## Text provided
◇ ◇ ◇ ◇

Edge computing will become more critical in the coming years, as smart cities will deploy millions of new IoT devices. Wireless power will be necessary.
For the bulk of human existence, our bodies and brains handled all data processing. We sensed our environment, analyzed the data in real time, and then made decisions to survive. Today, our world is far more complex, and the demands of daily life go beyond survival, we’re now outsourcing those three jobs to devices. But we’ve run into a dilemma: We need more and more of these devices distributed in our environment, and the smarter we make devices, the more power they consume.
This power dilemma goes way beyond the smartphone we carry daily. The Internet of Things (IoT) will swell from over 15 billion connected devices today to 200 billion by 2020, says Intel. These devices are everywhere –in factories, retails stores, hospitals, homes, and your personal devices. Most of these run on batteries or expensive wiring. They collect data and transmit it to cloud data centers where the real brains reside. To make the batteries last, manufacturers make the devices frugal power consumers.
See also: How electric cars will fill up on the fly
By 2022, however, Gartner thinks that 50 percent of enterprise-generated data will be processed outside the cloud, in or near the devices. This “edge computing” offers advantages for security, data costs, and most importantly, response times. Who would ride in a self-driving car that depended on a cell connection to avoid crashing?
We want devices to act autonomously without dependence on internet connections. But we’re trying to provide the additional power they need with wires and batteries. Those power distribution methods cannot scale to 200 billion devices. We need wireless power to overcome their limitations.

◇ ◇ ◇ ◇

## What to do
• A. Using the text on edge computing and wireless power, explain in one to three sentences why it calls for wireless power.
• B. Decide whether each statement agrees with the text on edge computing and wireless power. Answer yes or no for each, and quote the words from the text that settle it.
(i) Most connected devices run on batteries or expensive wiring.
(ii) Making devices smarter lowers the power they use.
(iii) The text names data costs as the most important advantage of edge computing.
• C. Carry on the text on edge computing and wireless power from its final sentence.

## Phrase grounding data
◇ ◇ ◇ ◇

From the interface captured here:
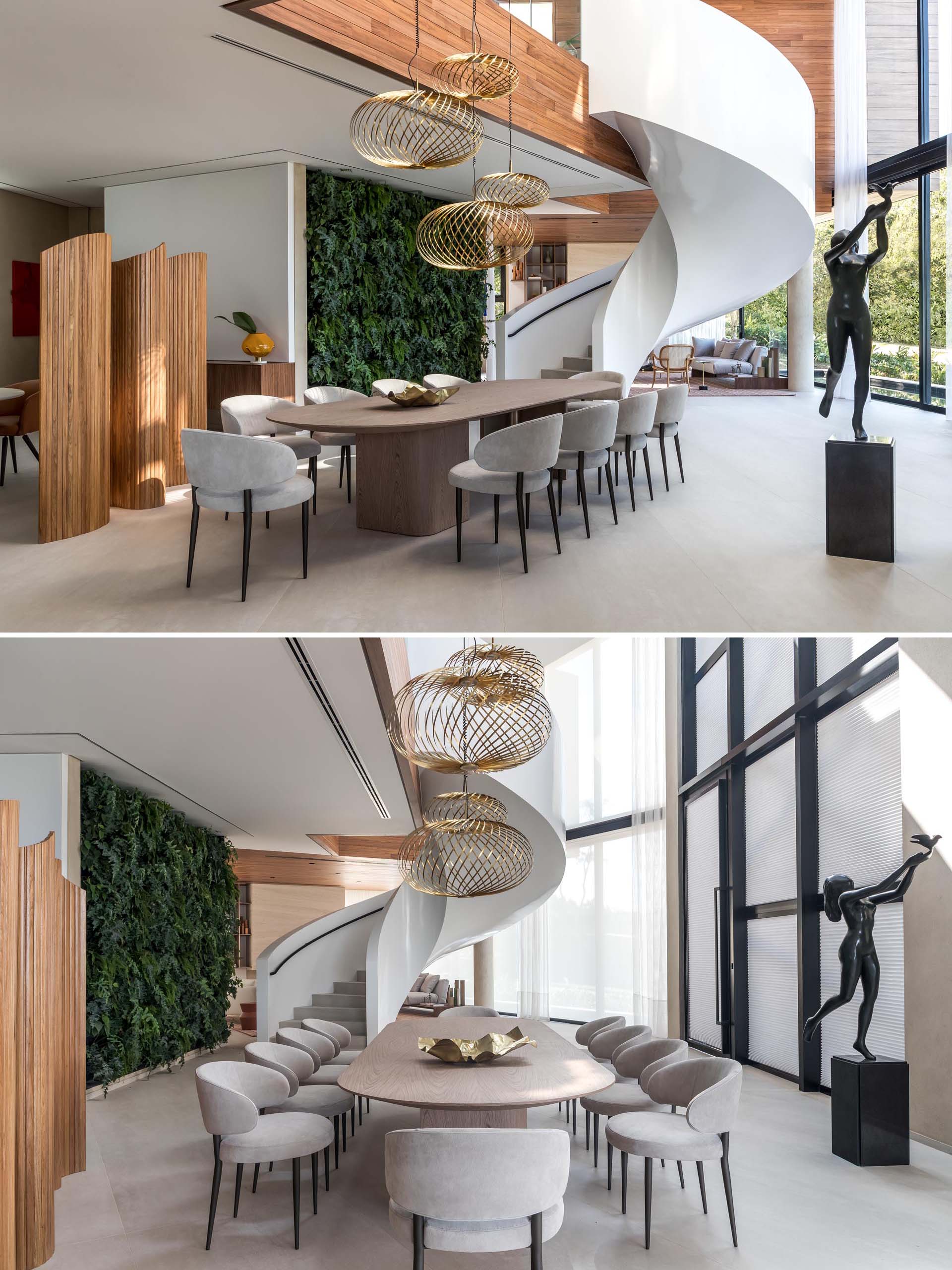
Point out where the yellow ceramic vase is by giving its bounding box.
[241,330,274,362]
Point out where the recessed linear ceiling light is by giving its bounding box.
[284,637,394,821]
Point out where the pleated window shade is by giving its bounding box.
[696,653,727,772]
[744,636,793,737]
[684,786,721,1049]
[744,736,797,904]
[816,674,905,1084]
[748,913,800,1076]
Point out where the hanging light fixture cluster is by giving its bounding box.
[387,641,552,899]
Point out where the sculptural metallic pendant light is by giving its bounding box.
[351,0,482,169]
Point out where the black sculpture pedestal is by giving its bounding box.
[830,1054,909,1167]
[827,437,896,564]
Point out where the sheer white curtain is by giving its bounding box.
[833,0,868,399]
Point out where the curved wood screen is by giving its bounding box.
[111,243,169,508]
[39,234,112,542]
[165,252,208,485]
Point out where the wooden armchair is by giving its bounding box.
[651,344,694,387]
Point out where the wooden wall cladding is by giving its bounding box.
[165,252,208,485]
[111,243,169,508]
[39,234,112,542]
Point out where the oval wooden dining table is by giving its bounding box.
[338,1015,614,1129]
[268,380,618,537]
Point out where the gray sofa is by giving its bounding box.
[691,335,767,376]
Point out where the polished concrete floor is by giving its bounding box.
[0,392,952,633]
[47,1031,952,1270]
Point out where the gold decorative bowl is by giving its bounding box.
[419,1027,536,1063]
[387,383,460,405]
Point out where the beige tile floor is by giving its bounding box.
[47,1031,952,1270]
[0,394,952,633]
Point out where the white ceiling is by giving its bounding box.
[0,0,642,212]
[0,636,413,853]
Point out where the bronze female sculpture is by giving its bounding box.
[803,833,941,1062]
[820,186,892,441]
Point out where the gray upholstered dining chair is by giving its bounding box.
[553,401,618,538]
[612,392,657,512]
[245,1040,354,1168]
[180,428,313,602]
[195,1062,333,1251]
[449,414,564,573]
[304,383,367,503]
[581,1036,688,1163]
[383,1129,569,1270]
[649,383,688,489]
[605,1058,744,1248]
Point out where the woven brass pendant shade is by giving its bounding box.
[416,200,535,269]
[351,88,482,169]
[399,817,532,899]
[387,668,552,773]
[422,790,509,824]
[431,52,519,102]
[476,172,552,208]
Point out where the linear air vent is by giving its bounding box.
[284,637,392,821]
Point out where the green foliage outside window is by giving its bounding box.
[81,771,238,1084]
[306,172,489,392]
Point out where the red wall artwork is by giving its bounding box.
[10,260,39,335]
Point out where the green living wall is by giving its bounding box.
[306,172,487,392]
[81,771,238,1084]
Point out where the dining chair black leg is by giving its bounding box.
[721,1133,737,1248]
[641,446,655,503]
[185,485,199,587]
[515,472,530,573]
[204,1133,221,1252]
[301,499,311,578]
[575,449,592,538]
[645,1156,654,1248]
[606,458,618,524]
[547,478,562,555]
[241,489,251,605]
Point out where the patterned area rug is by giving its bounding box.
[628,371,796,399]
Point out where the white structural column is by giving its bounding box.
[472,935,496,1006]
[787,259,814,392]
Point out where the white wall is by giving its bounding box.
[0,755,81,885]
[105,164,299,362]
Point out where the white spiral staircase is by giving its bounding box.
[496,0,815,381]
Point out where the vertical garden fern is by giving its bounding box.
[306,172,487,392]
[81,771,238,1084]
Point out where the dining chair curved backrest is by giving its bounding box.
[612,1036,688,1077]
[383,1129,569,1222]
[195,1062,291,1134]
[561,401,618,449]
[245,1040,313,1098]
[641,1058,744,1133]
[655,383,688,423]
[472,414,562,472]
[180,428,297,494]
[221,392,295,437]
[616,388,664,438]
[304,383,367,405]
[372,380,411,396]
[575,1015,625,1045]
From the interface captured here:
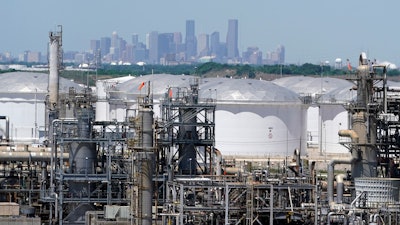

◇ ◇ ◇ ◇

## Answers for this exercise
• A. Devices that act on their own without internet connections need extra power, but that power is now supplied through wires and batteries. Those methods cannot scale to 200 billion devices, so wireless power is needed to overcome their limitations.

• B.
(i) Yes: "Most of these run on batteries or expensive wiring."
(ii) No: "the smarter we make devices, the more power they consume."
(iii) No: "and most importantly, response times."

• C.
By “wireless power,” I mean real wireless power that charges devices from a distance, without line-of-sight, much like Wi-Fi. Wireless power is essential to the growth of IoT and edge computing for several reasons.
#1: Wires are expensive, inconvenient, and limiting
Wires are poorly equipped to power billions of smart devices. We can work with some numbers to examine why.
The Census Bureau says the average size of a new house in the U.S. is 2,687 square feet. That’s roughly a four-bedroom home. Let’s estimate that it has 80 electric sockets. The national average cost of installing a socket is $203 according to Home Advisor.
Thus, a homeowner pays over $16,000 to wire the home yet spends an average of $112.59 per month on electric bills according to the Energy Information Administration’s (EIA). Easily 90 percent of those sockets are empty. Essentially, homeowners spend 12 years’ worth of electricity just to have useless sockets. They need only a tiny fraction of those sockets to use high-powered appliances such as TVs, fridges, and washers. Installed at home, real wireless power could cover the rest of their devices.
Consider that some of the most desirable IoT devices – security sensors, thermostats, and door locks, for example – can’t even use existing sockets. It costs roughly $500 to wire one such device (as I’ve learned the hard way).
Now, scale this cost from one home to a ‘smart’ factory, office building, hospital, supermarket, or city. One industrial-grade sensor costs roughly $50, while the wiring job in industrial spaces can escalate to $1,000. If the world has an appetite for 200 billion connected things in two years, powering them with wires would be cost-prohibitive. We might outspend each device by as much 10x or 20x to give it power.
#2: Batteries are even less efficient and limit intelligence
Disposable batteries have become a stopgap for powering technology that can’t depend on wiring, but they’re not a sustainable solution. Annually, Americans purchase nearly 3 billion dry-cell batteries, which contain toxic heavy metals.
Dumping these materials in landfills damages our ecosystem and harms the communities that mine them. Even if we toss aside the ethical arguments against disposable batteries, the economics make little sense.
One kilowatt-hour of power from an electric socket costs 10 cents. One AA battery offers one watt-hour for roughly 50 cents. Therefore, power from the AA costs 5,000 times more than the power from a socket.
Devices that rely on disposable batteries can’t support much intelligence. Consider a battery-powered motion sensor. If you threw a CPU into the sensor, it would guzzle power. That’s why security sensors can’t tell the difference between your dog and robbers. The sensor is designed for battery preservation, not intelligence.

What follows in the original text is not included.